Aufgabe 1 — Prüfe anhand des Textabschnitts über Buddha und Sorbas, ob die Aussagen (a), (b) und (c) zutreffen: (a) Buddha schaute nach seiner Hinwendung zum Inneren noch zurück. (b) Nur ein Sorbas kann den Buddha finden. (c) Buddha gehörte zu den religiösen Suchern, die die äußere Welt nicht richtig kennen gelernt haben. Antworte jeweils mit Ja oder Nein und zitiere die entscheidenden Worte wörtlich.
Aufgabe 2 — Setze den Textabschnitt über Buddha und Sorbas nach seinem letzten Satz fort.

Wenn ich Buddhas Lebensgeschichte schreiben sollte, würde ich mit dem Sorbas beginnen. Als ihm die äußere Welt und alles, was sie ihm liefern konnte, völlig vertraut war und er noch immer keinen Sinn darin gefunden hatte, machte er sich auf die Suche nach dem Inneren – denn das war die einzige Richtung, die er noch nicht erforscht hatte. Er schaute nie zurück. Es gab keinen Grund zurückzuschauen, er hatte alles gelebt! Er war keiner von jenen „religiösen Suchern“, die die äußere Welt gar nicht richtig kennen gelernt haben. Er war ein Sorbas. Und er wandte sich der inneren Welt mit der gleichen Lebenslust und Intensität, mit der gleichen Stärke und Kraft zu. Und nur deshalb fand er in seinem Allerinnersten die Zufriedenheit, die Erfüllung, den Sinn, die Seligkeit, nach denen er gesucht hatte.
Es ist möglich, dass du ein Sorbas bist und dabei stehen bleibst. Es ist auch möglich, dass du kein Sorbas bist und anfängst, den Buddha zu suchen – du wirst ihn aber nicht finden. Nur ein Sorbas kann den Buddha finden. Ein anderer hat nicht die Kraft dazu; er hat nicht in der äußeren Welt gelebt, hat sie vermieden, hat sich ihr entzogen – er ist ein Weltflüchtiger.

Gespeicherte Daten —
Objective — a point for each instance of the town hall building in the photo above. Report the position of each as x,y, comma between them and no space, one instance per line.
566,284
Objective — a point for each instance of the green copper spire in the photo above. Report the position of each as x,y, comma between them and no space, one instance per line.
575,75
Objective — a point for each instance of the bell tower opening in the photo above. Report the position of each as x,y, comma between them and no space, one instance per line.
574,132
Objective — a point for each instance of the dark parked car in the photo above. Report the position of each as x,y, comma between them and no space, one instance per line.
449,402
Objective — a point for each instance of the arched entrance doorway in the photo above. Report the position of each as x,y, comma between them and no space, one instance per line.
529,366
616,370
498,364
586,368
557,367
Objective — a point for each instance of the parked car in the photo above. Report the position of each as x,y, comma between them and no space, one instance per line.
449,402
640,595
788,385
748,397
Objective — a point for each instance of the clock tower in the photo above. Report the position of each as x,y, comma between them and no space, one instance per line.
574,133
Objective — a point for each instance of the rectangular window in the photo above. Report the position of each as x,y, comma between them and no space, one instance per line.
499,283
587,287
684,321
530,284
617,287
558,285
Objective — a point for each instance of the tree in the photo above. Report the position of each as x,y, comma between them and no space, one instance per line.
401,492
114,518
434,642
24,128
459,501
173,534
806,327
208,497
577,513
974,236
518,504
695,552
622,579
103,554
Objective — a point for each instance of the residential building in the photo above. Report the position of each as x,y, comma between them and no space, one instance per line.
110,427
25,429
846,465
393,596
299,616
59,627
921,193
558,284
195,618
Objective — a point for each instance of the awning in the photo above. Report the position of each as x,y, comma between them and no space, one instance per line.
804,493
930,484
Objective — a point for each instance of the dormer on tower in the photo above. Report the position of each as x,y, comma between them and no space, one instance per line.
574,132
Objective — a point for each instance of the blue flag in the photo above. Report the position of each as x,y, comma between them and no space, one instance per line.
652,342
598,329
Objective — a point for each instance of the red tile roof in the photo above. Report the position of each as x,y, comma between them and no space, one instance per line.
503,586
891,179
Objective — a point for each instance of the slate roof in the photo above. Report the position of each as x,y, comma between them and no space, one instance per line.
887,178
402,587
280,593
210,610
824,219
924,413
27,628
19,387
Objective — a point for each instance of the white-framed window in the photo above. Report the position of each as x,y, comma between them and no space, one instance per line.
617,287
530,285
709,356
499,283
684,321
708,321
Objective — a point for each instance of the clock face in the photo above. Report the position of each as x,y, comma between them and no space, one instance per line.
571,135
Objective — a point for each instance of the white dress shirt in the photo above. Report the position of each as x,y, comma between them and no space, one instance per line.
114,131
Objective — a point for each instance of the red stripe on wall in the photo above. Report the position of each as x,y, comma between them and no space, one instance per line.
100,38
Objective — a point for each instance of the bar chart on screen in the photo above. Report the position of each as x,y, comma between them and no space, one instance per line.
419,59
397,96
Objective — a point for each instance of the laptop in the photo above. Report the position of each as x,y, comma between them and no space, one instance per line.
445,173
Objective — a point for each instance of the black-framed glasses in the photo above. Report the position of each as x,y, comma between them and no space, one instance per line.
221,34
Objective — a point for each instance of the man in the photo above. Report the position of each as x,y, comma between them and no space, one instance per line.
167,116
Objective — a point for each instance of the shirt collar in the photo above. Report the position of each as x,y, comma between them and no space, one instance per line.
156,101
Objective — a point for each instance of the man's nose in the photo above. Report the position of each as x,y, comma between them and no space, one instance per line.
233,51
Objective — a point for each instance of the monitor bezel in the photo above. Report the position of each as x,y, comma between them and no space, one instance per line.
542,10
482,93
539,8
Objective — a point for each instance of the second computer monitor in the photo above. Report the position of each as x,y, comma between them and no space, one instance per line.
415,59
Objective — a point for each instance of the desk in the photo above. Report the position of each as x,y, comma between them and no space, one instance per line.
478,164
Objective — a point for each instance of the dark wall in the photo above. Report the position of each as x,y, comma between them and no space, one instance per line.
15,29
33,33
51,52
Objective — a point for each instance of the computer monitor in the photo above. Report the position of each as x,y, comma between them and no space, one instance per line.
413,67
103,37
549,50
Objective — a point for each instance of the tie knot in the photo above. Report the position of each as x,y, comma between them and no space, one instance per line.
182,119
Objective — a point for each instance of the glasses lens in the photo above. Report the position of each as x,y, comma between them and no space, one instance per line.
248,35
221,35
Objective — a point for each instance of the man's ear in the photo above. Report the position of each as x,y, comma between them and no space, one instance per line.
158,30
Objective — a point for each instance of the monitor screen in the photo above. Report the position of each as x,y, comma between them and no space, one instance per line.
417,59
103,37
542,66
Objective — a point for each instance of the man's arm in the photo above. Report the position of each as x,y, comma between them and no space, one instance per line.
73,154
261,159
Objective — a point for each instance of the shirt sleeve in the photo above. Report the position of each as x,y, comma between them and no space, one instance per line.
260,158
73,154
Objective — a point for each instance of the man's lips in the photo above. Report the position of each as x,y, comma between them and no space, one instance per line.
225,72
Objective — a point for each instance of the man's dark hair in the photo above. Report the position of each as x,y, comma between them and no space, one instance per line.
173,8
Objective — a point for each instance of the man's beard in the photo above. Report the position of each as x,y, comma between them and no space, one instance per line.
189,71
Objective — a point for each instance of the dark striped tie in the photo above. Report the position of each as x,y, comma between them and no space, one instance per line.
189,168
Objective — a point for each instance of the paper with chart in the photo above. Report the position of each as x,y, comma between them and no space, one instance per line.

Erwartete Antwort 1 —
(a) Nein: „Er schaute nie zurück.“
(b) Ja: „Nur ein Sorbas kann den Buddha finden.“
(c) Nein: „Er war keiner von jenen „religiösen Suchern“, die die äußere Welt gar nicht richtig kennen gelernt haben.“

Erwartete Antwort 2 —
Für mich steht Sorbas am Beginn der Reise, und Buddha ist an ihrem Ziel angekommen. Und das kann ein und demselben Menschen geschehen. Tatsächlich kann es nur ein und demselben Menschen geschehen. Darum betone ich immer wieder: Erzeuge keine Spaltung in deinem Leben. Verurteile nichts, was zum Körper gehört. Lebe es, nicht widerstrebend, lebe es total und intensiv. Indem du es lebst, wirst du reif für die Suche in einer neuen Dimension. Du musst kein Asket werden, musst deine Frau, deinen Mann, deine Kinder nicht verlassen. Diesen ganzen Unsinn hat man jahrhundertelang gepredigt. Aber wie viele Menschen – unter den Millionen von Mönchen und Nonnen – wie viele Menschen sind tatsächlich zur Blüte gelangt? Nicht ein einziger.
Lebe dein Leben ohne Spaltung. Und zuerst kommt der Körper, zuerst kommt die äußere Welt. Wenn ein Kind geboren wird und zum ersten Mal die Augen öffnet, sieht es als Erstes das ganze Panorama des Daseins um sich herum. Das Kind nimmt alles wahr – außer sich selbst. Das geschieht erst, wenn der Mensch viele Erfahrungen gesammelt hat. Das geschieht erst, wenn er in der Außenwelt alles gesehen und alles erlebt hat und davon frei geworden ist.
Die Freiheit von der äußeren Welt kann sich nicht einstellen, wenn man sie meidet. Die Freiheit von der äußeren Welt stellt sich ein, wenn man total gelebt hat. Dann gibt es im Außen nichts mehr zu erreichen. Dann bleibt nur noch eine Dimension unerforscht. Dann liegt es nahe, auch diese letzte Dimension zu erforschen. Und dort wartet deine Buddhaschaft, deine Erleuchtung.
Du hast gefragt: „Ist die Verbindung von Sorbas und Buddha möglich?“ Es ist die einzige Möglichkeit. Ohne Sorbas gibt es keinen Buddha. Selbstverständlich ist Sorbas nicht das Ziel – er ist die Vorbereitung für den Buddha. Sorbas ist die Wurzel, Buddha ist die Blüte. Mache nicht die Wurzeln kaputt, sonst kann es keine Blüten geben. Die Wurzeln liefern ständig den Saft für die Blüten. Die ganze Farbenpracht der Blüten kommt aus den Wurzeln, der ganze Duft der Blüten kommt aus den Wurzeln. Der ganze Tanz der Blüten im Wind kommt aus den Wurzeln.
Mache keine Trennung. Wurzeln und Blüten sind zwei Aspekte desselben Phänomens.
Die beiden Aspekte des Lebens miteinander zu verbinden, erscheint so schwierig. Es widerspricht unserer ganzen Konditionierung. Wo sollen wir anfangen?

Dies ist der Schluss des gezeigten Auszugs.